Смерть старой Горчаковой

   Графиня Пелагея Николаевна Толстая, урожденная княжна Горчакова, дочь Николая Ивановича Горчакова, была женщиной недалекой, малообразованной, хорошо говорящей по-французски, хуже по-русски; была она очень избалована – сначала отцом, потом мужем.
   Портрет ее отца, написанный в то время, когда он ослеп, и сейчас висит в зале яснополянского дома Льва Николаевича Толстого. На портрете князь Николай Иванович сидит в халате перед каким-то ящиком. Предание говорит, что этот богач любил перебирать золотые монеты, а слуги понемногу заменяли золото на медь (хотя золото тяжелее меди в два раза и слепой может эту тяжесть в руке различить).
   Предание это говорит о большом уважении к золоту и о представлении о богатстве как о сокровище. На самом деле фунт золота, считая по-старому, стоил триста рублей, и те деньги, которые раздала Марья Николаевна Волконская своим подругам – сто двадцать пять тысяч, – при переводе на золото весили бы четыреста семнадцать фунтов, или, на пуды говоря, более десяти пудов. Так что если деньги Николая Ивановича пропали, то больше он потерял на неумении вести свои дела. Если же сравнивать людей не только по доходам, но и по долгам, то долг Николая Ильича, который, вероятно, приближался к четыремстам тысячам, мог бы в золоте возиться только на телеге, запряженной парой коней.

▶ **Над чем работать**:
(A) Коротко перескажите абзац фрагмента о Горчаковых, который начинается словами «Портрет ее отца», сохранив главные факты.
(B) Допишите, что идет дальше во фрагменте о Горчаковых после его последнего предложения.
Список ниже взят из другого источника.

▶ **Исходные данные**:

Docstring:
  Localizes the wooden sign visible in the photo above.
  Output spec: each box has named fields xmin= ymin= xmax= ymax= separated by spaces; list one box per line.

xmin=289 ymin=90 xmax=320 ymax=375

▶ **Ответы**:
(A) Портрет князя Николая Ивановича Горчакова, написанный после того, как он ослеп, до сих пор висит в зале яснополянского дома Льва Толстого. На нем князь сидит в халате перед ящиком. По преданию, он любил перебирать золотые монеты, а слуги понемногу подменяли золото медью. При этом золото вдвое тяжелее меди, и слепой может почувствовать разницу в руке.

(B)
   Толстой в своих воспоминаниях перебирает свое родство, и самыми полновесными кажутся ему связи с Горчаковыми. Он отмечает в воспоминаниях, что у Пелагеи Николаевны бывали все Горчаковы: и бывший военный министр Николай Иванович, и Андрей Иванович, и сыновья вольнодумца Дмитрия Петровича – Петр, Сергей и Михаил, которого называет Михаилом Севастопольским.
   Бабушка Пелагея Николаевна была окружена в доме большим уважением. С ней так считались, что она ни на кого не кричала. Но сердиться на кого-нибудь надо.
   За неудачи в пасьянсах, за плохую погоду и без всякого основания бабушка изводила свою горничную Гашу, а та, в свою очередь, будучи женщиной неспокойной, огрызалась и потом кричала на девочку, которая к ней самой была приставлена, драла за уши собственную престарелую и почтенную кошку и выкидывала ее за двери, схватив за хвост.
   Впрочем, Пелагея Николаевна была женщиной доброй, хотя и заносчивой, и мы должны быть ей благодарны за то, что по ее приказанию ни Льва Николаевича, ни его братьев никогда не секли. Дом Пелагеи Николаевны был высокомерно-порядочный, и от высокомерия ее страдала непосредственно кошка, а отраженно дети: они все время должны были оглядываться на аристократов «настоящих», аристократов, которые держались за двор и пользовались его привилегиями.
   Дом был все же графским. В него приезжали знатные люди: приехал Петр Дмитриевич Горчаков, сибирский генерал-губернатор, с адъютантом, блистающим красотой и кавалерийскими панталонами, приходили другие знатные люди, потому что бабушка была дочерью старшего Горчакова и московская знать признавала ее родовитость.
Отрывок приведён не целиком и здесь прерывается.